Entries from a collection
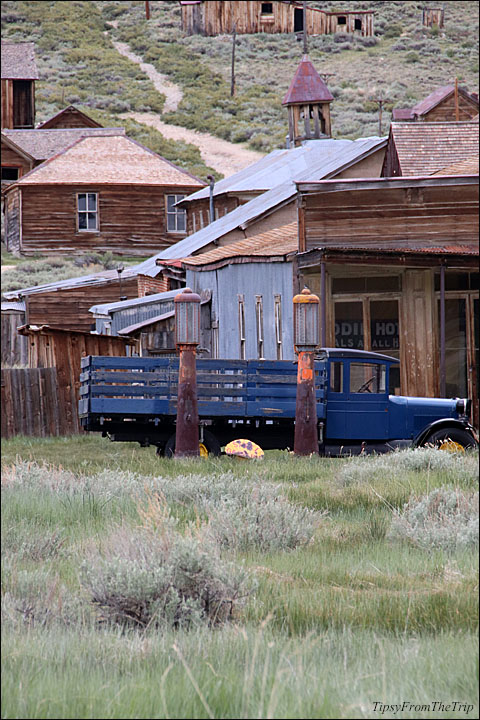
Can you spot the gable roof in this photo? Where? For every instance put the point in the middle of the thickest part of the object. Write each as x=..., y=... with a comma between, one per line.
x=427, y=104
x=277, y=242
x=18, y=61
x=44, y=144
x=424, y=148
x=331, y=158
x=69, y=111
x=307, y=86
x=114, y=159
x=439, y=95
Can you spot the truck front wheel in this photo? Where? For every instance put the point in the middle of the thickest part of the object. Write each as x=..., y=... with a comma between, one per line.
x=451, y=439
x=209, y=446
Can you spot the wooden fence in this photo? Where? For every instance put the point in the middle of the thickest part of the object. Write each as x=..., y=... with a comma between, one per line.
x=30, y=403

▶ **Task brief**
Substitute "widest part" for every occurrence of "thickest part" in the entries and give them again with everything else unchanged. Leave the pictures out.

▶ **Exercise result**
Can you spot the gable roof in this photo? Where? For every instance put the point in the middle of the widest part of the object. Write each as x=..., y=... with a comma between, one per line.
x=427, y=104
x=277, y=242
x=18, y=61
x=44, y=144
x=424, y=148
x=331, y=158
x=69, y=111
x=307, y=86
x=114, y=159
x=439, y=95
Can you spot the truck front wheel in this photo? Where? For every instance put the point in the middle of the widest part of the object. Write each as x=..., y=... with a comma between, one per line.
x=451, y=439
x=209, y=446
Can you spot the wooden fence in this photo? Where? For every instance put the point in the middle of the widest part of the object. Write each as x=..., y=... with a comma between, one per line.
x=30, y=403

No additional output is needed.